▶ [Document section]:
* Begin *
Soft Urbanism
Neighbours Network City (NNC) in the Ruhr Region
November 1, 2006essay,
Elizabeth Sikiaridi and Frans Vogelaar of invoffice for architecture, urbanism and design in Amsterdam are investigating the interaction between the physical and the digital public domain in contemporary urban networks. They are interested in the way that the built environment relates to the space of mass media and communication networks and how these influence each other. On the basis of the project Neighbours Network City for the city of Essen in the Ruhr region, they reveal how this design research is taking shape.
Situated in the west of Germany not far from the Dutch border, the Ruhr region is part of the West-European urban network. The urban structures of the Ruhr echo the industrial networks that shaped this cityscape: the hidden patterns of the underground mining galleries and the logistical systems of waterways, railways and roads that cut through the urban landscape. In pre-industrial times, this region was so sparsely populated that it was unaffected by the urban forces that led to the emergence of the historical compact city in other parts of Europe. Unlike the traditional European city, the Ruhr developed from the beginning of the nineteenth century, with the rise of industrialization, until the middle of the twentieth century, expanding into an urban network on a regional scale. In the post-industrial era, with the closure of the mines and the demise of heavy industry, this urbanized landscape became more and more fragmented as manufacturing sites were abandoned and city populations steadily dwindled. As a result, the cityscape of the Ruhr is today characterized by fragmentation and gaps in the urbanized suburban peripheries.
* End *
▶ [Provided data]:
* Begin *
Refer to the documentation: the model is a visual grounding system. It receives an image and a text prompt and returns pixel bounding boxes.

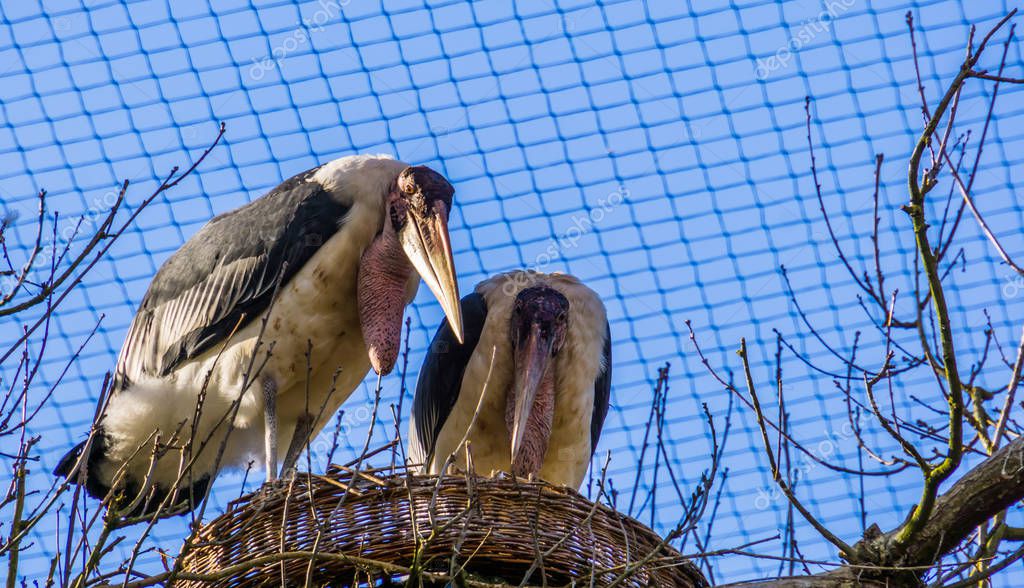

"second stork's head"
[505,285,569,475]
* End *
▶ [Complete the following]:
1. According to the Ruhr region essay, where is the Ruhr region situated?
2. From the Ruhr region essay, echo everything from "Soft Urbanism" down to "is taking shape.".
3. Check each statement against the Ruhr region essay. (a) The Ruhr region was densely populated in pre-industrial times. (b) The Ruhr began developing at the start of the nineteenth century, with the rise of industrialization. (c) The invoffice for architecture, urbanism and design is based in Amsterdam.

▶ [Solutions for each task]:
1. It is in the west of Germany, not far from the Dutch border.

2.
Soft Urbanism
Neighbours Network City (NNC) in the Ruhr Region
November 1, 2006essay,
Elizabeth Sikiaridi and Frans Vogelaar of invoffice for architecture, urbanism and design in Amsterdam are investigating the interaction between the physical and the digital public domain in contemporary urban networks. They are interested in the way that the built environment relates to the space of mass media and communication networks and how these influence each other. On the basis of the project Neighbours Network City for the city of Essen in the Ruhr region, they reveal how this design research is taking shape.

3.
(a) No: "this region was so sparsely populated that it was unaffected by the urban forces that led to the emergence of the historical compact city in other parts of Europe."
(b) Yes: "the Ruhr developed from the beginning of the nineteenth century, with the rise of industrialization"
(c) Yes: "invoffice for architecture, urbanism and design in Amsterdam"